* Task statement *
Give back, exactly and with nothing added, the lines that run from the one containing "Query: dog collar" to the final line below.

* Recorded data *

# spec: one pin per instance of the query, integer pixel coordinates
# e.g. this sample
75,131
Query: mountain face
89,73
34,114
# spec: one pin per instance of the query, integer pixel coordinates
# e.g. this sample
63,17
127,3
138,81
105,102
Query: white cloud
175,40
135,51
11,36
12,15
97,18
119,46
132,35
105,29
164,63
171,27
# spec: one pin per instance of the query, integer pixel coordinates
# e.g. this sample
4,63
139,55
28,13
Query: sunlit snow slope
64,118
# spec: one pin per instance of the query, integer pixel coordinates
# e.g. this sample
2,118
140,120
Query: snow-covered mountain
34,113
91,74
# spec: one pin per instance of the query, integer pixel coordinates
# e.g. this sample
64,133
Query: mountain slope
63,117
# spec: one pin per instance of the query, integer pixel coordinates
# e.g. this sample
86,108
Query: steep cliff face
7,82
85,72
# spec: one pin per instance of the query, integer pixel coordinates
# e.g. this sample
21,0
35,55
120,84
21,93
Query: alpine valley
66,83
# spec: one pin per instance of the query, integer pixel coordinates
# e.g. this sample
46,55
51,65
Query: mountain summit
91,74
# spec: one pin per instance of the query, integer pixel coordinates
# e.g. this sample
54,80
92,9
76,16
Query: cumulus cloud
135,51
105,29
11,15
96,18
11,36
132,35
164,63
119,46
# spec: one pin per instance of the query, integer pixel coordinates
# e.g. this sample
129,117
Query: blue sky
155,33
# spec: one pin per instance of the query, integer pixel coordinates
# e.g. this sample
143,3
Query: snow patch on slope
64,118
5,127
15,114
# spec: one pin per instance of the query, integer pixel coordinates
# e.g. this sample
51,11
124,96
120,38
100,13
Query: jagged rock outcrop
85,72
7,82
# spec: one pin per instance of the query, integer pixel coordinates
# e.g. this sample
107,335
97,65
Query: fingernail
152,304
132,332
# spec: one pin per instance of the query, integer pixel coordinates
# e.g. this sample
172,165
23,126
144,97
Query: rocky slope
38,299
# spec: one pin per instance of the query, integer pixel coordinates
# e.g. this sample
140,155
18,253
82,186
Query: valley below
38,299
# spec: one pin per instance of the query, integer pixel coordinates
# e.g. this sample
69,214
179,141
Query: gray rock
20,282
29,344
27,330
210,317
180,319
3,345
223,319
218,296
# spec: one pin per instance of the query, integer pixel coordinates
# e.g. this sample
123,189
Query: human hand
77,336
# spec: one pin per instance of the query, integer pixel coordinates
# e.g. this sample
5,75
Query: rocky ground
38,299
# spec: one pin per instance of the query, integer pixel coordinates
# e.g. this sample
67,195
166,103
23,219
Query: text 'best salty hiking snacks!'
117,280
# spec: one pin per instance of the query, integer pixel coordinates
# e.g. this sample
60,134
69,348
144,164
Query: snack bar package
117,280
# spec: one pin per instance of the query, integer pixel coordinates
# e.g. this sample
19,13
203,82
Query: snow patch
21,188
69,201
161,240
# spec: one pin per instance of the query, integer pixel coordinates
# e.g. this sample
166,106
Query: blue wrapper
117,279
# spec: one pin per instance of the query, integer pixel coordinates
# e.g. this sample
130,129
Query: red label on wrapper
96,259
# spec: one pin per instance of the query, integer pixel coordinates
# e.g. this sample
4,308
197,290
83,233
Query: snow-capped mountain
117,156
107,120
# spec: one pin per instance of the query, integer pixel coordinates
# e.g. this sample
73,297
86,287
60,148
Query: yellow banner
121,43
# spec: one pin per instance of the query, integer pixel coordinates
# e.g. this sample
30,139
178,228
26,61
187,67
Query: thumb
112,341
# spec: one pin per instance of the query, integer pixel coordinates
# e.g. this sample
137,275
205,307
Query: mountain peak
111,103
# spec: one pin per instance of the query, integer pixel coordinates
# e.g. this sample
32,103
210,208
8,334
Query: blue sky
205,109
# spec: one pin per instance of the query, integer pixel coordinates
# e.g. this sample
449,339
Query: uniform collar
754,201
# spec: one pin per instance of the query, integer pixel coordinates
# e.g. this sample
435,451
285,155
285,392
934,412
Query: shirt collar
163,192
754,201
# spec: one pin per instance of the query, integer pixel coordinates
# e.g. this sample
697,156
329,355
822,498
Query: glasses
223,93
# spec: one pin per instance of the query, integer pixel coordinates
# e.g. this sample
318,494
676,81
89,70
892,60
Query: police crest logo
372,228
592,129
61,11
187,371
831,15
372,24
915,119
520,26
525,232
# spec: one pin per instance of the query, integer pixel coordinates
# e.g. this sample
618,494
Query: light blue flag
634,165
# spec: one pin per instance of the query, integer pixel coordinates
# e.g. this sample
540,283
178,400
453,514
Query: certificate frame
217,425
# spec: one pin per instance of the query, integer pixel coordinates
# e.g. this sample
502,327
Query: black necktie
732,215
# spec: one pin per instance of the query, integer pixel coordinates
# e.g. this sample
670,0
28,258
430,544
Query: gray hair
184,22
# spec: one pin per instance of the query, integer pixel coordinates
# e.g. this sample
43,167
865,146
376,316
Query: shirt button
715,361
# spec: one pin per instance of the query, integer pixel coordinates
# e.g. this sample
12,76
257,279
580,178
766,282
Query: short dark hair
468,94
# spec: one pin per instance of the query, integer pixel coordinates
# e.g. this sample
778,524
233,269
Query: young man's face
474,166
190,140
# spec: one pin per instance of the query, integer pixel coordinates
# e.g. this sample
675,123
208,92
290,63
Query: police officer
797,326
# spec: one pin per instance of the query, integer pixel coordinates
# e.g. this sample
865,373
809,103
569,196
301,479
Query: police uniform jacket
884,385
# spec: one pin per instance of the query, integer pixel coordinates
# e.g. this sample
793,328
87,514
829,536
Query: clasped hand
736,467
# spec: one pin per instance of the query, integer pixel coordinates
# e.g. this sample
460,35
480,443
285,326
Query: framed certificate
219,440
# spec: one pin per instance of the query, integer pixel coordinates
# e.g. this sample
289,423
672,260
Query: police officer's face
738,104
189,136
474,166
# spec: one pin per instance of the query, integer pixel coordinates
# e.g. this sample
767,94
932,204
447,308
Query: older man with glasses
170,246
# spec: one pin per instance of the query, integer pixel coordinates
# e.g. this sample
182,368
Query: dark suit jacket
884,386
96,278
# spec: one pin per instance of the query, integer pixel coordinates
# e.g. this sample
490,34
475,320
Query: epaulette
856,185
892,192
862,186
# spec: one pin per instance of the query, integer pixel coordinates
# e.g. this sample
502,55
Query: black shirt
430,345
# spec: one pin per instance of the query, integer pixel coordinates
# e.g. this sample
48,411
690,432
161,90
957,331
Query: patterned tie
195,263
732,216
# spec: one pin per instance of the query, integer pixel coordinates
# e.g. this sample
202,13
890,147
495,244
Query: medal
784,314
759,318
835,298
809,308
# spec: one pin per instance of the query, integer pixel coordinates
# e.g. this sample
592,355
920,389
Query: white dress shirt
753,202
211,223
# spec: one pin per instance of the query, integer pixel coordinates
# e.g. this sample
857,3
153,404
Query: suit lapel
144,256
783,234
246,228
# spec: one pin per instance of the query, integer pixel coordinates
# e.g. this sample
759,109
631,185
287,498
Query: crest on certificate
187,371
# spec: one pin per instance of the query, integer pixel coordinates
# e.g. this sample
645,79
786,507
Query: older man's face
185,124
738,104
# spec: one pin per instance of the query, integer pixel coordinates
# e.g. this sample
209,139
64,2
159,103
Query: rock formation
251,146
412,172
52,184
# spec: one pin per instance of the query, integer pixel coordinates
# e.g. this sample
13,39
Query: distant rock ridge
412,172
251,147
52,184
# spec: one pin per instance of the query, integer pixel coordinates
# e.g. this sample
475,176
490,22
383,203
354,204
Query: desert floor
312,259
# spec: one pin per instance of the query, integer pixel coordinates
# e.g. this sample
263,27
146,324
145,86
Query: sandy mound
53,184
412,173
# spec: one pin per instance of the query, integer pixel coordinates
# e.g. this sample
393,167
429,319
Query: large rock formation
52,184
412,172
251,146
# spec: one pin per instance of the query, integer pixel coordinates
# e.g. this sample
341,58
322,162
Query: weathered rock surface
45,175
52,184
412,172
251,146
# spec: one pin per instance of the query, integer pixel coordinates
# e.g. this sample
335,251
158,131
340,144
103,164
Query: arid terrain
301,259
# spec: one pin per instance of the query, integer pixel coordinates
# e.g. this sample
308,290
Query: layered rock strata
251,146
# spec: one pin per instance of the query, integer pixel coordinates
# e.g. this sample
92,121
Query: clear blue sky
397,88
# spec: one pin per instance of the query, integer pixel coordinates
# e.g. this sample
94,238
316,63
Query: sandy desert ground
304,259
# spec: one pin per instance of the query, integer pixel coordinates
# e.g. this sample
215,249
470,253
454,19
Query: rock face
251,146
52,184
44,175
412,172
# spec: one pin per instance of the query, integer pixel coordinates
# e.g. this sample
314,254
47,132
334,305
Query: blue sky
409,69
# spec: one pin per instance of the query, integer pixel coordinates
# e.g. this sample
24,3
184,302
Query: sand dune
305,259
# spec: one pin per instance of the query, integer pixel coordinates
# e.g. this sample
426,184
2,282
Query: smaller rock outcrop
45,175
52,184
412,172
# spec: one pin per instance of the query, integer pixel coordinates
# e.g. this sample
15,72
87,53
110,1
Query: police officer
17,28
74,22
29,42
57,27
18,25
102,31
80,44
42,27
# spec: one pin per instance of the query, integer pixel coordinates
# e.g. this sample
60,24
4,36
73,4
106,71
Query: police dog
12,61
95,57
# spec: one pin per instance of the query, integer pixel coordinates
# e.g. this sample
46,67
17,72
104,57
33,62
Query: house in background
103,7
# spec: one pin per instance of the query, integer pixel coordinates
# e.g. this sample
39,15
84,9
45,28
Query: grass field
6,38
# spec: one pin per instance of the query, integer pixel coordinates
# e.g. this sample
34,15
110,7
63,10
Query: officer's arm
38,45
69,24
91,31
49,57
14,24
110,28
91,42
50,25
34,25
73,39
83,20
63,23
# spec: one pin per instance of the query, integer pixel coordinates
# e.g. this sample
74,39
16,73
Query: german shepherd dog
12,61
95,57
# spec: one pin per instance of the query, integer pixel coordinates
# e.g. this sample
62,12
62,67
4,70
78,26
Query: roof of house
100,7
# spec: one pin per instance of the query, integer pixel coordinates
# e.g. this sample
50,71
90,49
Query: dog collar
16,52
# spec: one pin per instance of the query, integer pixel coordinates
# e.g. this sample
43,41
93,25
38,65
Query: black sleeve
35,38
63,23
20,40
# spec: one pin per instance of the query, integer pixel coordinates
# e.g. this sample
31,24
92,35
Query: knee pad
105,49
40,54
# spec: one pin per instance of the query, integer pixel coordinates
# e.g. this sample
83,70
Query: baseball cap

* The completed task *
Query: dog collar
16,52
# spec: one pin per instance of the query, integer pixel coordinates
# e.g. this sample
43,41
93,25
38,65
Query: black sleeve
35,38
63,23
20,40
# spec: one pin per instance of the query, integer pixel coordinates
# e.g. this sample
31,24
92,35
Query: knee pad
105,49
40,54
# spec: one pin per instance of the query, integer pixel coordinates
# e.g. this sample
83,70
Query: baseball cap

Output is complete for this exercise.